• [EXERCISE TASK]
Reproduce all of the lines with every occurrence of "tiled shower wall" substituted by "glass shower door", leaving everything else unchanged and omitting the picture.

(Extracted data entries)
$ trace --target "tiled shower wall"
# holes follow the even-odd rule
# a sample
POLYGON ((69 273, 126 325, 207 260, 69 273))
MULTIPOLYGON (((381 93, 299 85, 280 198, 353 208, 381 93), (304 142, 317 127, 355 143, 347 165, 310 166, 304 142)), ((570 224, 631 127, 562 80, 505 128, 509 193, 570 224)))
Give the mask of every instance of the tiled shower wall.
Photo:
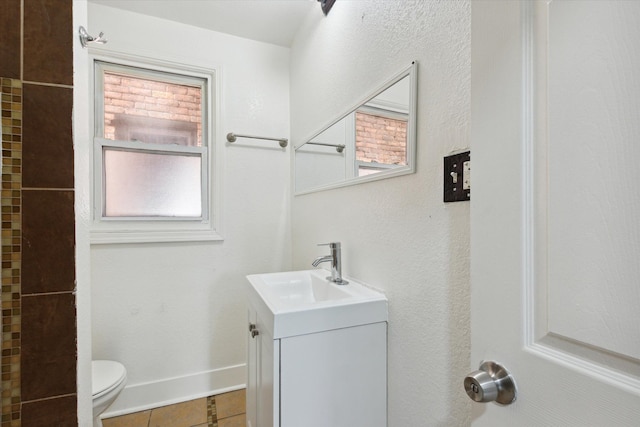
POLYGON ((1 0, 2 424, 75 426, 71 0, 1 0))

• [REPLY]
$ trace --target "glass shower door"
# holes follow the even-odd rule
# a sample
POLYGON ((69 273, 126 325, 207 260, 69 273))
MULTIPOLYGON (((381 93, 299 85, 280 198, 353 208, 381 93), (304 142, 317 127, 355 143, 347 165, 310 166, 304 142)), ((570 224, 631 127, 562 80, 505 128, 509 193, 570 224)))
Give the mask of every instance of the glass shower door.
Photo:
POLYGON ((1 0, 2 424, 75 426, 71 0, 1 0))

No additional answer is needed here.